Work instruction:
For the word "shingle", find each line in the entries where it occurs and copy that line.

Point localization data:
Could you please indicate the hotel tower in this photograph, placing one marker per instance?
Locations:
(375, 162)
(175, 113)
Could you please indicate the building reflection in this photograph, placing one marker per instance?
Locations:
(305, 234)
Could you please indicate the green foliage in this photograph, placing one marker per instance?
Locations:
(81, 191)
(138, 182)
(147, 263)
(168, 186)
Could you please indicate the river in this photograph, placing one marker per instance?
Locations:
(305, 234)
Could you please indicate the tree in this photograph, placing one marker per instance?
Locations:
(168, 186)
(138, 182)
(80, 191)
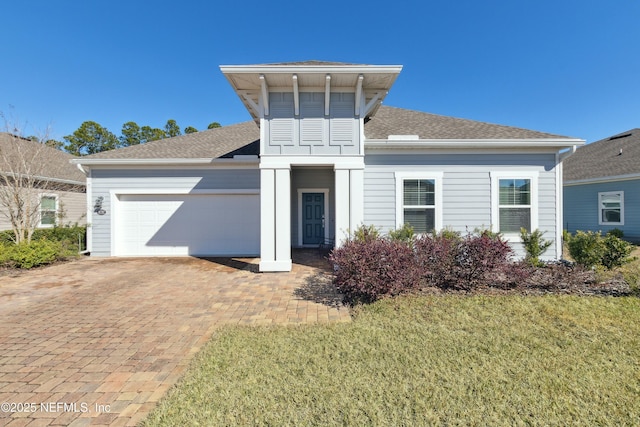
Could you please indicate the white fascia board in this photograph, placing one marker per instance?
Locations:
(167, 162)
(410, 144)
(628, 177)
(333, 69)
(285, 162)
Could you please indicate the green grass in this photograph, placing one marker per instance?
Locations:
(440, 360)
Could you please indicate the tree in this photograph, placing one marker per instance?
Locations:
(90, 138)
(190, 129)
(130, 134)
(171, 129)
(148, 134)
(28, 169)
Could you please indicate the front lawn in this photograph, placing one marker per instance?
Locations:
(427, 360)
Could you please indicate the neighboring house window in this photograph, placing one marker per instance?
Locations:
(48, 210)
(514, 202)
(419, 200)
(611, 208)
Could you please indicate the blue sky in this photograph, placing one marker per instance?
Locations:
(570, 67)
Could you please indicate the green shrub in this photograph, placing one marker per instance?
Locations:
(365, 233)
(631, 275)
(590, 249)
(534, 245)
(72, 236)
(616, 232)
(35, 254)
(447, 234)
(403, 234)
(586, 248)
(617, 252)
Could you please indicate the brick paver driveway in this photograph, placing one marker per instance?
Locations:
(99, 341)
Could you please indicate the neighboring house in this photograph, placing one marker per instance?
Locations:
(602, 186)
(320, 157)
(58, 186)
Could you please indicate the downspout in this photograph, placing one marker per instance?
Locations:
(560, 157)
(89, 213)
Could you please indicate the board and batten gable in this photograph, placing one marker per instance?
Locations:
(466, 188)
(311, 131)
(108, 183)
(582, 211)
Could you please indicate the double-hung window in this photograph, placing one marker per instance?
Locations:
(514, 202)
(419, 200)
(611, 208)
(48, 210)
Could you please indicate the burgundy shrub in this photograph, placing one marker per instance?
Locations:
(366, 271)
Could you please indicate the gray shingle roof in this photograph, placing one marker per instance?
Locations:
(55, 163)
(243, 138)
(399, 121)
(602, 158)
(223, 142)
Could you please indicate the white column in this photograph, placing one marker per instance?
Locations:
(356, 219)
(283, 220)
(342, 205)
(267, 219)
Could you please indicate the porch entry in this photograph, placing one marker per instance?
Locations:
(313, 218)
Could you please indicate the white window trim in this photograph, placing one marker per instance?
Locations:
(41, 196)
(495, 200)
(437, 177)
(606, 193)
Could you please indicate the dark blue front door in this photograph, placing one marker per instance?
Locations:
(312, 218)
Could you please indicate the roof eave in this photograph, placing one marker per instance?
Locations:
(168, 161)
(626, 177)
(310, 69)
(409, 144)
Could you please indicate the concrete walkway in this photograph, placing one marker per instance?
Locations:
(99, 341)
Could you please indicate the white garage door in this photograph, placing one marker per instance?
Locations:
(200, 225)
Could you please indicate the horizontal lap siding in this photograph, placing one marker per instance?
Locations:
(466, 194)
(581, 207)
(104, 181)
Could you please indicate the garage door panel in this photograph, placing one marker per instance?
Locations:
(187, 225)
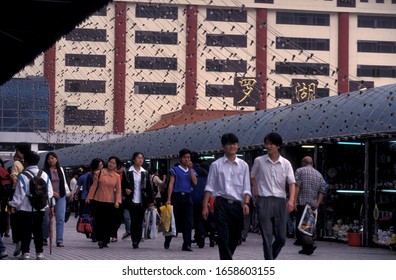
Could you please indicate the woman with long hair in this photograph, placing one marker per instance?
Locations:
(105, 194)
(61, 195)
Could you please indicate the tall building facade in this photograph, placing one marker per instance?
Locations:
(139, 65)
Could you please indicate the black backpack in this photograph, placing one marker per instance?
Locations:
(38, 193)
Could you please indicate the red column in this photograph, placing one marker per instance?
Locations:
(50, 74)
(261, 56)
(343, 52)
(191, 59)
(119, 67)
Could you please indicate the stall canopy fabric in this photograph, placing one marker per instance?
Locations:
(30, 27)
(354, 116)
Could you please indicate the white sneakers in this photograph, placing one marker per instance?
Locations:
(3, 255)
(24, 256)
(17, 250)
(39, 256)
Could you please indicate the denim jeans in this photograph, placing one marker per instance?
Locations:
(2, 247)
(60, 211)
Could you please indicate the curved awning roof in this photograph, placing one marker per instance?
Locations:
(356, 115)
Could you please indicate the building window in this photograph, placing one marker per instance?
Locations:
(314, 69)
(24, 105)
(151, 37)
(231, 15)
(302, 43)
(101, 12)
(85, 86)
(165, 63)
(85, 60)
(376, 71)
(85, 34)
(219, 65)
(346, 3)
(217, 40)
(302, 18)
(160, 11)
(74, 116)
(377, 46)
(360, 85)
(155, 88)
(376, 22)
(283, 93)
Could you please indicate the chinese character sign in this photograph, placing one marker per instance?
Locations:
(247, 92)
(304, 90)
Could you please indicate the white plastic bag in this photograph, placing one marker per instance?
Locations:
(151, 217)
(172, 228)
(308, 219)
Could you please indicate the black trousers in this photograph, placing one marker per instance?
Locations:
(136, 212)
(104, 215)
(183, 211)
(305, 240)
(229, 225)
(31, 223)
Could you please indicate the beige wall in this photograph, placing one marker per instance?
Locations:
(142, 111)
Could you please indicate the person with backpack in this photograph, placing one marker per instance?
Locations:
(61, 194)
(33, 193)
(138, 196)
(5, 195)
(21, 149)
(182, 179)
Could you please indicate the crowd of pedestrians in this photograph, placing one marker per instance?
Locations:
(214, 200)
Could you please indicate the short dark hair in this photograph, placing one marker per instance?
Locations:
(95, 163)
(229, 138)
(32, 158)
(117, 159)
(183, 152)
(274, 138)
(135, 155)
(23, 148)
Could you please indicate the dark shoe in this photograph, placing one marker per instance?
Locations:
(17, 250)
(166, 244)
(126, 235)
(297, 243)
(187, 248)
(201, 243)
(307, 251)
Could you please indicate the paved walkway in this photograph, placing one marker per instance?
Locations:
(78, 247)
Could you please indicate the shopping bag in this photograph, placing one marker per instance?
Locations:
(84, 224)
(68, 212)
(150, 223)
(167, 223)
(166, 214)
(308, 219)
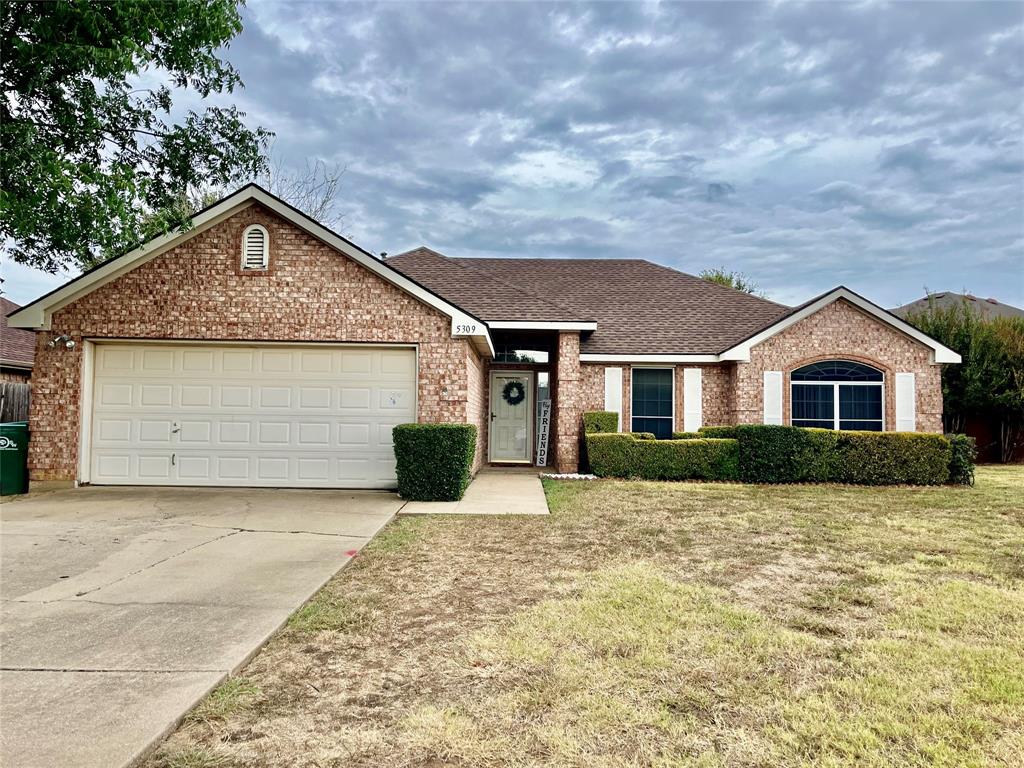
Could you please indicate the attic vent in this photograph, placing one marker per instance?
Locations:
(255, 248)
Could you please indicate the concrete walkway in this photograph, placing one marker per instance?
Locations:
(495, 491)
(121, 607)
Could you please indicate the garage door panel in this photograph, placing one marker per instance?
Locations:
(224, 416)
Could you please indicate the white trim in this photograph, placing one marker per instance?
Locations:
(633, 372)
(613, 393)
(545, 326)
(771, 397)
(38, 313)
(692, 399)
(530, 414)
(85, 407)
(906, 402)
(265, 259)
(645, 358)
(940, 353)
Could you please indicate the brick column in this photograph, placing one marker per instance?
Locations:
(568, 399)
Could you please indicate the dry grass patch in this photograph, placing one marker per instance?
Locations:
(659, 625)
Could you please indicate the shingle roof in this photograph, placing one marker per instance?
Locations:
(640, 307)
(16, 345)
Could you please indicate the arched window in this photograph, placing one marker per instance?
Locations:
(838, 394)
(255, 248)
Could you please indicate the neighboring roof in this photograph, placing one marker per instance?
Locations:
(17, 346)
(987, 308)
(741, 350)
(38, 313)
(640, 307)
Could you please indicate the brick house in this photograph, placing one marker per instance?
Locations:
(259, 348)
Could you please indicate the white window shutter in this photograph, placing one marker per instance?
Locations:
(692, 398)
(613, 392)
(255, 249)
(773, 397)
(906, 403)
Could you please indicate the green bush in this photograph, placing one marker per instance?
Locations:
(625, 456)
(962, 461)
(893, 459)
(778, 454)
(433, 460)
(600, 421)
(728, 432)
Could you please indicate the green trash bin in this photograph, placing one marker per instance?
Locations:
(14, 458)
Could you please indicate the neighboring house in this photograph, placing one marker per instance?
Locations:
(259, 348)
(17, 348)
(987, 308)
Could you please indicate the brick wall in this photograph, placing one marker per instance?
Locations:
(840, 331)
(196, 291)
(568, 402)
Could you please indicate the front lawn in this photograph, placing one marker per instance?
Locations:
(650, 624)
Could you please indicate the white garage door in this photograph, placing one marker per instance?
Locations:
(273, 416)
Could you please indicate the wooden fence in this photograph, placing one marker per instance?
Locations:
(13, 401)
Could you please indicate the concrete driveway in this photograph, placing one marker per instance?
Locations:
(122, 607)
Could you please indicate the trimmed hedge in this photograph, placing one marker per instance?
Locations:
(769, 454)
(779, 454)
(600, 421)
(434, 461)
(964, 455)
(625, 456)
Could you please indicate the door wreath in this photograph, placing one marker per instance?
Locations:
(514, 392)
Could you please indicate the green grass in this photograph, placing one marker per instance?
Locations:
(662, 625)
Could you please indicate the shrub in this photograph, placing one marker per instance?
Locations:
(434, 460)
(728, 432)
(962, 459)
(626, 456)
(777, 454)
(893, 459)
(600, 421)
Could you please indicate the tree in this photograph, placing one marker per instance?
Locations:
(313, 189)
(91, 160)
(730, 279)
(988, 384)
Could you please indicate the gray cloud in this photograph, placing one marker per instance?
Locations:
(803, 143)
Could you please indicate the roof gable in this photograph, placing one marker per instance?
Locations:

Solution:
Could you please indicate the gray shingle roof in this photograph, placing one marker per instance?
Could you please indicate the shingle roof in this photograph, placing one marker per instance?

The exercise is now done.